*Assignment*. After locating "Category: autumn tree" in the listing below, copy that line and each one after it exactly, ending with the line that has "Category: large window".
::::
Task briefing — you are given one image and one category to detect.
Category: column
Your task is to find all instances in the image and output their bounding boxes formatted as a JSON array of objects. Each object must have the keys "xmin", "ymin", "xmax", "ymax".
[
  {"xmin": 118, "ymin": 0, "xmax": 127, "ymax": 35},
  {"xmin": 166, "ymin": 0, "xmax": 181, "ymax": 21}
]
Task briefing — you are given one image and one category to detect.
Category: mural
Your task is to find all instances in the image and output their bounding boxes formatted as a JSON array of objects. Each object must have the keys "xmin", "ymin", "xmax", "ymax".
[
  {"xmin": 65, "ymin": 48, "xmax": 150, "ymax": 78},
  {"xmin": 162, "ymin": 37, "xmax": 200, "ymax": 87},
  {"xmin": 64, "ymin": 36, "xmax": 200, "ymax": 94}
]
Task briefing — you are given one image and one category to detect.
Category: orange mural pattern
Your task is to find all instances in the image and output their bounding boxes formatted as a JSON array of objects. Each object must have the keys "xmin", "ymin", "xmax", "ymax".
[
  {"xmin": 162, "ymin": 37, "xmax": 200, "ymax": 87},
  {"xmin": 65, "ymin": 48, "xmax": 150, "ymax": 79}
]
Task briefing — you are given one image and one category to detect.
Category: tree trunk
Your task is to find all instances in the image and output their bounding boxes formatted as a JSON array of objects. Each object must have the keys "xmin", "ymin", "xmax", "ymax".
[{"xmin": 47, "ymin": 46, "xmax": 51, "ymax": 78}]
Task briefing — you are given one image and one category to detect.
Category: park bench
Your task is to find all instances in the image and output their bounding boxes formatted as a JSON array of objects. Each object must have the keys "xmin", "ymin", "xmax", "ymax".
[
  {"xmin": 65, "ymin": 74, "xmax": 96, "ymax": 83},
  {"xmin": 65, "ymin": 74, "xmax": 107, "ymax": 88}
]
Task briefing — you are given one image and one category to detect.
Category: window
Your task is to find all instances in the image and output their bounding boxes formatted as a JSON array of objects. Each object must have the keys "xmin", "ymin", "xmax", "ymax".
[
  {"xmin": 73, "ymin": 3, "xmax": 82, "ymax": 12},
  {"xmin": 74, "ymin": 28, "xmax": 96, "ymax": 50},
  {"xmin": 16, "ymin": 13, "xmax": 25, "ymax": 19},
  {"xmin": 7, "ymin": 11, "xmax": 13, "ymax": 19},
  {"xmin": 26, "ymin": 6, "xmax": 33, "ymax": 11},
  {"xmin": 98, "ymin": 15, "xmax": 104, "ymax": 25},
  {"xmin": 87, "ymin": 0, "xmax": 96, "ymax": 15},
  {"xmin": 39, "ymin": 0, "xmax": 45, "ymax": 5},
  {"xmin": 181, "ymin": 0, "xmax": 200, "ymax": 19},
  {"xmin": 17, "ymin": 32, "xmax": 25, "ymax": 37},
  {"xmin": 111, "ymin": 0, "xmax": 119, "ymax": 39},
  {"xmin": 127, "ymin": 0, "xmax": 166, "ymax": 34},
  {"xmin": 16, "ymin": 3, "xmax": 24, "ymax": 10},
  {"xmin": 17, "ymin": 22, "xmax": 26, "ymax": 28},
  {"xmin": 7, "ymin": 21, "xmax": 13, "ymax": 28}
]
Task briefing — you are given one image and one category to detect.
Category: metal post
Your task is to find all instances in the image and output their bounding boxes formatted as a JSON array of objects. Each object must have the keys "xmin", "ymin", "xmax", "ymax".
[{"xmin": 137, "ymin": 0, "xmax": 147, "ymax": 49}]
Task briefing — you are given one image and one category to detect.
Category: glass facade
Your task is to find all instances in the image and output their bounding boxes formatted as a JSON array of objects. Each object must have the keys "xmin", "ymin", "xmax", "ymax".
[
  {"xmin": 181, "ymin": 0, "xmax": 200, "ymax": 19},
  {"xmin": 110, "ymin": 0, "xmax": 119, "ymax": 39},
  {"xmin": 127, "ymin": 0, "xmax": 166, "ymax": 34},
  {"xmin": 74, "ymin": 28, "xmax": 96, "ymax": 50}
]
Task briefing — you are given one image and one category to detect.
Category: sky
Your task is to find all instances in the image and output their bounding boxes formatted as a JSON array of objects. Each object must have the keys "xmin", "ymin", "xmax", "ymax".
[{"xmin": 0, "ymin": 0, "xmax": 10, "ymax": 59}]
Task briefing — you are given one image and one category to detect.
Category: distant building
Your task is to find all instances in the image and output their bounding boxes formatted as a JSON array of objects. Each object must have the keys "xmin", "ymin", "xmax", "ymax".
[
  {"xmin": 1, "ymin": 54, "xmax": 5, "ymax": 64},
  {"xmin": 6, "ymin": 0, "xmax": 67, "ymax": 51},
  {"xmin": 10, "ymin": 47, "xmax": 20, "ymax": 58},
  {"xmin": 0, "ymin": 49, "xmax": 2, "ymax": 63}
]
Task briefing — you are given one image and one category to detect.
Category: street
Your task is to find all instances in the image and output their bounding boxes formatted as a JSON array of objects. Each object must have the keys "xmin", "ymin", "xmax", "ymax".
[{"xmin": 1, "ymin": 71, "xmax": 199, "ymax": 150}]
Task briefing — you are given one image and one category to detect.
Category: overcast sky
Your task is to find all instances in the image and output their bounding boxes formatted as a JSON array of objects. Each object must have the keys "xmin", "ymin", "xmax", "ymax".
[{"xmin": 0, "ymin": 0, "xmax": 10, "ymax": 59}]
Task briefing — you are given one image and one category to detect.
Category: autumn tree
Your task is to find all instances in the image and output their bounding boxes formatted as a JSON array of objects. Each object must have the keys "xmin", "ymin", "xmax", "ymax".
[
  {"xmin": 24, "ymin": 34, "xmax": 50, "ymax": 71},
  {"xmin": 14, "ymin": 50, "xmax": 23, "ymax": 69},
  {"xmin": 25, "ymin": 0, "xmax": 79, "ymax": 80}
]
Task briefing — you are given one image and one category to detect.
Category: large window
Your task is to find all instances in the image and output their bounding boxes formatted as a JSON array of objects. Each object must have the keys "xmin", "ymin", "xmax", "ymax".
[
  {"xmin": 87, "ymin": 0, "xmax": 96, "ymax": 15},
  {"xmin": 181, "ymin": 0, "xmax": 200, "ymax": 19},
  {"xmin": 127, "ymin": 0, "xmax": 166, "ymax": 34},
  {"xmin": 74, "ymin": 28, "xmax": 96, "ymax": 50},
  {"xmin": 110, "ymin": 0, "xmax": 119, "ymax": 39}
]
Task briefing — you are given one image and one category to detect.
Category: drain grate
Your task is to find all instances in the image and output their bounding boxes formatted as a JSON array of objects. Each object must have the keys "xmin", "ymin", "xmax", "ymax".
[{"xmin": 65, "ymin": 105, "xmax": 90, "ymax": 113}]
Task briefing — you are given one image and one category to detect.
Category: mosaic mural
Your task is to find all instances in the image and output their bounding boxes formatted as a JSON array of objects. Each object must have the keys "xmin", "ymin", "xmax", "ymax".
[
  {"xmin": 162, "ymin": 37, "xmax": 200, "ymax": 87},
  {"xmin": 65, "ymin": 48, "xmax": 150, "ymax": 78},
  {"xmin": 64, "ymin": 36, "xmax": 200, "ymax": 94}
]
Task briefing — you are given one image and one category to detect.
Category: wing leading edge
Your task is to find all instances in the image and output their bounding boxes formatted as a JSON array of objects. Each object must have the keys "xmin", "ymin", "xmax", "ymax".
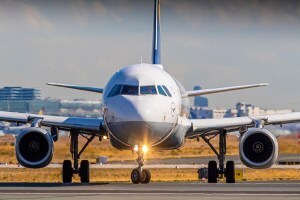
[
  {"xmin": 0, "ymin": 111, "xmax": 103, "ymax": 133},
  {"xmin": 187, "ymin": 112, "xmax": 300, "ymax": 138}
]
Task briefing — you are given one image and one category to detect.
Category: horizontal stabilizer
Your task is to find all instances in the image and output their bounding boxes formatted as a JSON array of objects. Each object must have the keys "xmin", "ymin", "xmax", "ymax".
[
  {"xmin": 46, "ymin": 83, "xmax": 104, "ymax": 93},
  {"xmin": 186, "ymin": 83, "xmax": 269, "ymax": 97}
]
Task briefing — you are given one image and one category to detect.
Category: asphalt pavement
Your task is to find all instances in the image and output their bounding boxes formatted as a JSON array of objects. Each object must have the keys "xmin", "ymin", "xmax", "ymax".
[{"xmin": 0, "ymin": 181, "xmax": 299, "ymax": 200}]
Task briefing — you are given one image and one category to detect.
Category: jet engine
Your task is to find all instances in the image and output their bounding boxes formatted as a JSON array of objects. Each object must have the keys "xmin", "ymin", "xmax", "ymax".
[
  {"xmin": 15, "ymin": 127, "xmax": 54, "ymax": 168},
  {"xmin": 239, "ymin": 128, "xmax": 278, "ymax": 169}
]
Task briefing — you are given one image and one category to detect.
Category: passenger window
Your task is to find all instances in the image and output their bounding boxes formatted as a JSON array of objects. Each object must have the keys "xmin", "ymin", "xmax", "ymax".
[
  {"xmin": 162, "ymin": 85, "xmax": 172, "ymax": 97},
  {"xmin": 108, "ymin": 85, "xmax": 122, "ymax": 98},
  {"xmin": 157, "ymin": 85, "xmax": 167, "ymax": 96},
  {"xmin": 121, "ymin": 85, "xmax": 139, "ymax": 95},
  {"xmin": 140, "ymin": 85, "xmax": 157, "ymax": 95}
]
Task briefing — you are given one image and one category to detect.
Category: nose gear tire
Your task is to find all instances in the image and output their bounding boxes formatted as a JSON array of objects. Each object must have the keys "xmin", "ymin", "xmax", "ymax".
[
  {"xmin": 131, "ymin": 168, "xmax": 141, "ymax": 184},
  {"xmin": 141, "ymin": 169, "xmax": 151, "ymax": 184}
]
::::
*Answer box*.
Category: autumn tree
Your task is to find all instances in the image and output their bounding boxes formatted as a JSON array of objects. Each object must have the keys "xmin", "ymin", "xmax", "ymax".
[
  {"xmin": 24, "ymin": 34, "xmax": 50, "ymax": 71},
  {"xmin": 14, "ymin": 50, "xmax": 23, "ymax": 69},
  {"xmin": 25, "ymin": 0, "xmax": 79, "ymax": 80}
]
Task briefing — you are given one image and one category to detect.
Category: large window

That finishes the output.